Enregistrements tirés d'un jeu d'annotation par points
"""

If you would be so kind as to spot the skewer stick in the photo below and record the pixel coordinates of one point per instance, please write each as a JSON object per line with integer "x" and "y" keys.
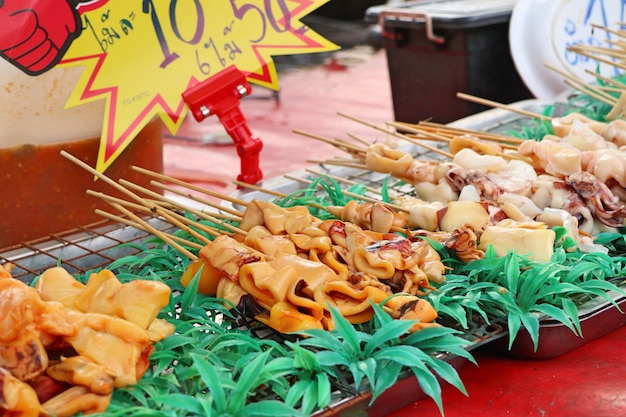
{"x": 166, "y": 178}
{"x": 358, "y": 139}
{"x": 490, "y": 103}
{"x": 440, "y": 138}
{"x": 611, "y": 81}
{"x": 483, "y": 135}
{"x": 126, "y": 191}
{"x": 170, "y": 216}
{"x": 598, "y": 95}
{"x": 191, "y": 210}
{"x": 130, "y": 223}
{"x": 575, "y": 82}
{"x": 198, "y": 199}
{"x": 341, "y": 163}
{"x": 335, "y": 143}
{"x": 399, "y": 135}
{"x": 154, "y": 231}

"""

Recopiez à l'identique toute la liste ci-dessus, sans y faire figurer les images.

If you would be so kind as to spot the skewer stick in the photo below and record the pixel coordinates of one point per instance, please write each as a JSON object per line with integer "x" and "y" keys.
{"x": 166, "y": 178}
{"x": 358, "y": 139}
{"x": 490, "y": 103}
{"x": 440, "y": 138}
{"x": 611, "y": 81}
{"x": 483, "y": 135}
{"x": 126, "y": 191}
{"x": 170, "y": 216}
{"x": 598, "y": 95}
{"x": 191, "y": 210}
{"x": 130, "y": 223}
{"x": 575, "y": 82}
{"x": 198, "y": 199}
{"x": 341, "y": 163}
{"x": 335, "y": 143}
{"x": 399, "y": 135}
{"x": 154, "y": 231}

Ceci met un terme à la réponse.